Data for the task >>
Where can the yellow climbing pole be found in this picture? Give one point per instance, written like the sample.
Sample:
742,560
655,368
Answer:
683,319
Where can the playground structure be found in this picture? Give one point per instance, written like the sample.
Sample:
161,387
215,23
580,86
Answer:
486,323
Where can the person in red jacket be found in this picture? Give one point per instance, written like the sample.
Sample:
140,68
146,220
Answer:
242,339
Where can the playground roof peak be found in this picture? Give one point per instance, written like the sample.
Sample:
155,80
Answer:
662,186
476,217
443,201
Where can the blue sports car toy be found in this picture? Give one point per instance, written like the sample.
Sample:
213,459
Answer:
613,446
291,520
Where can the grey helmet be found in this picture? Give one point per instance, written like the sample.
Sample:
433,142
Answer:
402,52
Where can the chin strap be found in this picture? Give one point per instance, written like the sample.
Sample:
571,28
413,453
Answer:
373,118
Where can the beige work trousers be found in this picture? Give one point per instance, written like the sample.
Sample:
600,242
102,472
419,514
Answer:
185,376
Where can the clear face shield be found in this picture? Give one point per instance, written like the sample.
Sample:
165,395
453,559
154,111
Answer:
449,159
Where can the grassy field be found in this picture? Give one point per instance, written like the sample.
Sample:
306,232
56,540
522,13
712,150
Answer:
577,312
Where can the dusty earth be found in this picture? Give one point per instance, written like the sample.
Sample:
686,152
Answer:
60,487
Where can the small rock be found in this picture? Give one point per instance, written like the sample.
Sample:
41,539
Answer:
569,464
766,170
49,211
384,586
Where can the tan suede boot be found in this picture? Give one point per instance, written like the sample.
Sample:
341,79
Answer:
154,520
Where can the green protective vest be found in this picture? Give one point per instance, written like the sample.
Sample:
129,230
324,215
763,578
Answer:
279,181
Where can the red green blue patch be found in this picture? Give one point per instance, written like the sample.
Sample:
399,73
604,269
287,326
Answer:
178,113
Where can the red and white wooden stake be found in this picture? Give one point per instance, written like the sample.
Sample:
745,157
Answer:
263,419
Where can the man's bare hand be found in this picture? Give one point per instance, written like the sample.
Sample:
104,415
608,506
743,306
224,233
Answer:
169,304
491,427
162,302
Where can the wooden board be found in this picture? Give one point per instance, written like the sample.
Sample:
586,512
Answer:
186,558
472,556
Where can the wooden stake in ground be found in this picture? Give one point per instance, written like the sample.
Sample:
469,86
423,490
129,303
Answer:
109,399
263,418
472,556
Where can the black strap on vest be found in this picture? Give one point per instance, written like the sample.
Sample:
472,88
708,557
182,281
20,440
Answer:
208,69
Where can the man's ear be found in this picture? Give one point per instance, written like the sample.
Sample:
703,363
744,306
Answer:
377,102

Exercise >> Shift the answer coordinates by 58. Rewrite everything from the line containing "Where can the black" down to the end of the items, keeping the requests and sample values unchanged and adding 58 to every number in the answer coordinates.

Final result >>
Where can the black strap on vest be found in this picture? Give one point per instance, written like the sample.
Sample:
472,88
708,557
182,281
20,440
Answer:
266,127
Where can the man's ear be found in this picture? Give one point per instance, written like the sample.
Sample:
703,363
744,306
Answer:
435,160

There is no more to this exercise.